**Activity**
Pull out every line of the records below that contains the word "positive", treating uppercase and lowercase letters as different, and copy each such line in full.

**The data**
##########

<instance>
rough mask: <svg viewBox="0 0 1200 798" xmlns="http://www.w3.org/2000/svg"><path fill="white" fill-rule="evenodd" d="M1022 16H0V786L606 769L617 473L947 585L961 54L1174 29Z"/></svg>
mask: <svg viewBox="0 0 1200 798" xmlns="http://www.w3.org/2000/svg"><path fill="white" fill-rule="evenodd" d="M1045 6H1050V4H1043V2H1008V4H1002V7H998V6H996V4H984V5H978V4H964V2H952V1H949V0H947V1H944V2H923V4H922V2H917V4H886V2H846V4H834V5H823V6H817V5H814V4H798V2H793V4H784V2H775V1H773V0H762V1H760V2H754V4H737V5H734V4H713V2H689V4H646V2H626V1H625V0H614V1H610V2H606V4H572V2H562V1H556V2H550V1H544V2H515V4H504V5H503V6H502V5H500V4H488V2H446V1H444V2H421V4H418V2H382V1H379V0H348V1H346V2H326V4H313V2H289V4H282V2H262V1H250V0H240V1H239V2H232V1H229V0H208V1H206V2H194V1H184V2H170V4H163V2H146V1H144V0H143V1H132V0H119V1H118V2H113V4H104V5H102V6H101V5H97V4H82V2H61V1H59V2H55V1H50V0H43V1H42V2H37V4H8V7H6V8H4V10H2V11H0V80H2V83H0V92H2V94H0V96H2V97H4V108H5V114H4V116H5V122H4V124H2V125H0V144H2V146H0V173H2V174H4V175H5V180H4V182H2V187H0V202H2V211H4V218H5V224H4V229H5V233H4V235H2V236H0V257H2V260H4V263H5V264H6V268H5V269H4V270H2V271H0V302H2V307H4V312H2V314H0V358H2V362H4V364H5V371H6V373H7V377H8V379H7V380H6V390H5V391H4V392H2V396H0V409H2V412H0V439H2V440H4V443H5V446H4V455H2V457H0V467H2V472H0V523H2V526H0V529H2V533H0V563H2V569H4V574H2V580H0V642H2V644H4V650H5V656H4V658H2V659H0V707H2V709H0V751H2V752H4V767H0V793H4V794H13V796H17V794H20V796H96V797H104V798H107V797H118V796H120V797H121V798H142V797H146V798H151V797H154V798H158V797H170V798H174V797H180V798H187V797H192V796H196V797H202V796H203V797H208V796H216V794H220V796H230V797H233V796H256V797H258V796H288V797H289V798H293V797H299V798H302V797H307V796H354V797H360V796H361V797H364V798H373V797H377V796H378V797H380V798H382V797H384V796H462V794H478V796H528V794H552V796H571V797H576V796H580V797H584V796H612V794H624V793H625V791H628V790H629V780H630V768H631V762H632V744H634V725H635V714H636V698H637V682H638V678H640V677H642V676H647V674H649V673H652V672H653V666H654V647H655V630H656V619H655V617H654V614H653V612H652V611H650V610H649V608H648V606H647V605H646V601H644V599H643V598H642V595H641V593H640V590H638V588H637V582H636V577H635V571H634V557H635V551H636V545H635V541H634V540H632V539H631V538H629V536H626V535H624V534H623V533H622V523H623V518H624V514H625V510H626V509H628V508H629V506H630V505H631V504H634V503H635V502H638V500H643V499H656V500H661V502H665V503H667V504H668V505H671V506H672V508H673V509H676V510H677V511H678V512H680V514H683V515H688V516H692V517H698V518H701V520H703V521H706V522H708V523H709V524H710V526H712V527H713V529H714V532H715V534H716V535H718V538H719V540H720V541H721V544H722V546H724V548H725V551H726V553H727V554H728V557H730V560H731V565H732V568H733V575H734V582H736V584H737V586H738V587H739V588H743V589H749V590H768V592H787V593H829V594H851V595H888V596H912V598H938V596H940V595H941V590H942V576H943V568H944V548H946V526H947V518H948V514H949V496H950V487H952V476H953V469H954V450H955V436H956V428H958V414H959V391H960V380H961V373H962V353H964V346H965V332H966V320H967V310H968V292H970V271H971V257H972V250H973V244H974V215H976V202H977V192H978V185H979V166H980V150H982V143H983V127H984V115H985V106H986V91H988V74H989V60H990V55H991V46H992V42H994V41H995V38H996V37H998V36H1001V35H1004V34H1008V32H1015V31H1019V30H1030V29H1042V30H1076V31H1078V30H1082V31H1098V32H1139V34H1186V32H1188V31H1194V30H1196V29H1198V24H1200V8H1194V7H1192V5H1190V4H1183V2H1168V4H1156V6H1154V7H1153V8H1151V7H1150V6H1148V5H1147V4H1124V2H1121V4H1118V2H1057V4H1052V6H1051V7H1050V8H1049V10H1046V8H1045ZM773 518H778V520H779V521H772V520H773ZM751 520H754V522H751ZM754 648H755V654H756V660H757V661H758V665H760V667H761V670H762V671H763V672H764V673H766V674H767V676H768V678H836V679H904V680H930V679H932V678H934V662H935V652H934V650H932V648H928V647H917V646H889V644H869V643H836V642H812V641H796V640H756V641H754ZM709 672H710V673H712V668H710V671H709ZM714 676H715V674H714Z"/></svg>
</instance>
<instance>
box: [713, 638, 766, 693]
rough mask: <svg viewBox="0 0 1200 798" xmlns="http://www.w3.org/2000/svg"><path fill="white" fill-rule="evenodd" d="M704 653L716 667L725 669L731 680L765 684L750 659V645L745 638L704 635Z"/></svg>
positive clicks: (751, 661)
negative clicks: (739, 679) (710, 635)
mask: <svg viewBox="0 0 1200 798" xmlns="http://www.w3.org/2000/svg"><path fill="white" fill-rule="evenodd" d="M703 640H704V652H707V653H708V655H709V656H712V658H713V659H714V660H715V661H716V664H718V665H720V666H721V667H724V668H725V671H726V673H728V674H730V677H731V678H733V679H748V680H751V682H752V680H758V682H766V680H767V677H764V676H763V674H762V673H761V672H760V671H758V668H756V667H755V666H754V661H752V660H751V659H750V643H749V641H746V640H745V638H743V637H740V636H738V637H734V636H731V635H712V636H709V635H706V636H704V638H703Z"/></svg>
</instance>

##########

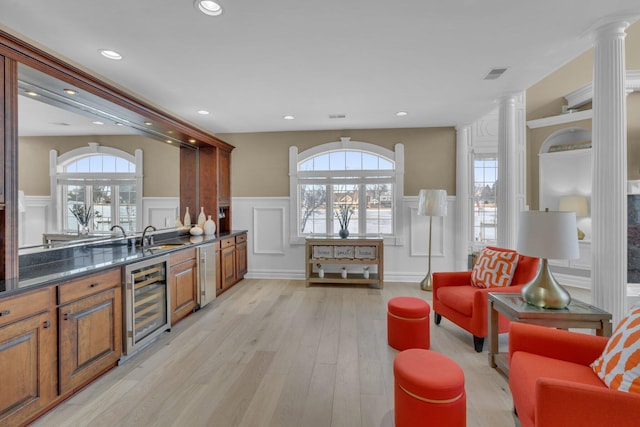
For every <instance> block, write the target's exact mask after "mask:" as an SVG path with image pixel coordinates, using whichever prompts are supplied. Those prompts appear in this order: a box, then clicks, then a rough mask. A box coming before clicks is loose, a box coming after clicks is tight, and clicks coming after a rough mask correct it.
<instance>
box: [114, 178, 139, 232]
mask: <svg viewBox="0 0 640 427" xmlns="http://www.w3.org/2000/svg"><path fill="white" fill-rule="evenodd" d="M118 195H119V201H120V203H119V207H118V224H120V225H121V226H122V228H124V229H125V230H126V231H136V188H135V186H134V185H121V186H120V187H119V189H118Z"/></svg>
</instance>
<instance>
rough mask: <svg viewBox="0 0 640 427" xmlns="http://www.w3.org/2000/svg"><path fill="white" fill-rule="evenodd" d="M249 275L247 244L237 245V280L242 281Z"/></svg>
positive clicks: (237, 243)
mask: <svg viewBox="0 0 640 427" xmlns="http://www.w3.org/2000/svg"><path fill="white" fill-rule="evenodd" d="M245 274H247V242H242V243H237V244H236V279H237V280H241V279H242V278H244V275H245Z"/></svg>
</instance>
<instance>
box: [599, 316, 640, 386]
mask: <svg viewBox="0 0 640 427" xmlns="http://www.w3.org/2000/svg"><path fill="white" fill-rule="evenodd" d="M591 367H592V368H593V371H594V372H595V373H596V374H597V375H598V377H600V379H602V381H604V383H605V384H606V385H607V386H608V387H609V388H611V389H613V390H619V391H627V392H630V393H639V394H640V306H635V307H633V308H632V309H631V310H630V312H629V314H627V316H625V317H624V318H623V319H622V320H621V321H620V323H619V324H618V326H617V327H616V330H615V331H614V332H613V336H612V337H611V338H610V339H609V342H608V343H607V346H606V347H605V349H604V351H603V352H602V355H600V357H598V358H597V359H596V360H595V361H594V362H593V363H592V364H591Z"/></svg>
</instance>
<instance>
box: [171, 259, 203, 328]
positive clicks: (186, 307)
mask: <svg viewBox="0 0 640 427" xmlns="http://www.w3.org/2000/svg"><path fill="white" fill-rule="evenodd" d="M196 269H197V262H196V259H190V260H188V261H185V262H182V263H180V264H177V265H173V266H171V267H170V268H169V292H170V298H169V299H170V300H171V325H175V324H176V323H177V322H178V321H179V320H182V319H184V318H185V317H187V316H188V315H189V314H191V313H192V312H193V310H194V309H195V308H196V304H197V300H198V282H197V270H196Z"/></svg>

##########

**Output**
positive clicks: (751, 661)
positive clicks: (237, 243)
positive clicks: (186, 307)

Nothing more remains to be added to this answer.